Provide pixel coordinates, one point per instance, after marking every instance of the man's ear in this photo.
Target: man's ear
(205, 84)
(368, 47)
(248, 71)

Short problem |
Reproduce the entire listing above line for line, keeping every word, number, and punctuation mark unchanged.

Full solution |
Provide pixel coordinates, one point per instance, after marking every instance of the man's ear in this photo.
Target: man's ear
(205, 84)
(368, 47)
(248, 71)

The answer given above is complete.